TAREFAS OBRIGATÓRIAS
**A)** Responda com base no texto sobre a campanha Novembro Azul:
(i) Segundo a legenda da foto, com que objetivo a campanha foi criada?
(ii) O que significa a sigla PSA?
(iii) Em que parte do corpo fica a glândula citada?
**B)** No texto sobre a campanha Novembro Azul, reescreva a parte entre "Campanha Novembro Azul foi" e "equívocos nessa iniciativa.", inclusive, trocando "equívocos" por "erros".

TRECHO DE ORIGEM
=-=-=

Campanha Novembro Azul foi criada com o objetivo de alertar os homens sobre os riscos do câncer de próstata. (Foto: Reprodução)

Já foi iniciado o bombardeio de informações sobre o câncer de próstata e a importância do PSA (antígeno prostático específico). De shoppings center a planos de saúde, todos estão mobilizados em torno da campanha Novembro Azul. Mas há uma sucessão de equívocos nessa iniciativa.

Primeiro porque parece que a saúde do homem se resume a essa glândula localizada na parte baixa do abdômen. Perde-se, aí, uma ótima oportunidade para discutir outras coisas que realmente terão impacto na saúde masculina, como a prática de atividade física, os maus hábitos (uso de álcool e outras drogas, como o tabaco), os acidentes de trânsito e a checagem dos níveis da pressão arterial e da glicemia.

=-=-=

REGISTROS DE DADOS
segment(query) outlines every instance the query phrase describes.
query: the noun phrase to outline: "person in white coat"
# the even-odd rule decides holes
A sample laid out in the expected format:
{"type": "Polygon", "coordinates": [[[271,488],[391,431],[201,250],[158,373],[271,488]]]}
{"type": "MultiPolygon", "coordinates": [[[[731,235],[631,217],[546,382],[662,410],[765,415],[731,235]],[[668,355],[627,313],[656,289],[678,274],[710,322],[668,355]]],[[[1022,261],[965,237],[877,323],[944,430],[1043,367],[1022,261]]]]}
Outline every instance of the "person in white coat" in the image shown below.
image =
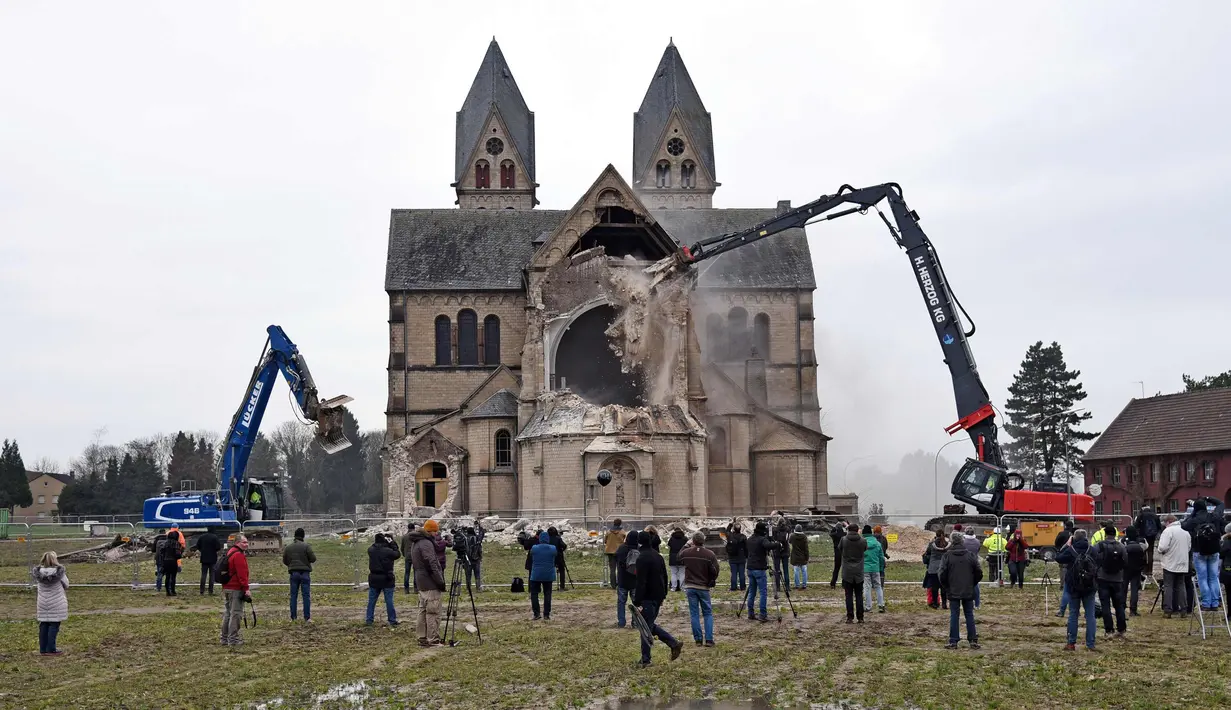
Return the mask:
{"type": "Polygon", "coordinates": [[[1158,555],[1162,557],[1162,610],[1163,616],[1179,613],[1187,616],[1188,565],[1193,551],[1193,538],[1188,530],[1179,527],[1176,516],[1167,516],[1167,528],[1158,538],[1158,555]]]}
{"type": "Polygon", "coordinates": [[[55,552],[44,552],[30,576],[38,583],[38,652],[63,656],[64,651],[55,648],[55,636],[60,632],[60,623],[69,618],[68,573],[55,552]]]}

=-=-=

RESPOSTAS ESPERADAS
**A)**
(i) Alertar os homens sobre os riscos do câncer de próstata.
(ii) Antígeno prostático específico.
(iii) Na parte baixa do abdômen.

**B)**
Campanha Novembro Azul foi criada com o objetivo de alertar os homens sobre os riscos do câncer de próstata. (Foto: Reprodução)

Já foi iniciado o bombardeio de informações sobre o câncer de próstata e a importância do PSA (antígeno prostático específico). De shoppings center a planos de saúde, todos estão mobilizados em torno da campanha Novembro Azul. Mas há uma sucessão de erros nessa iniciativa.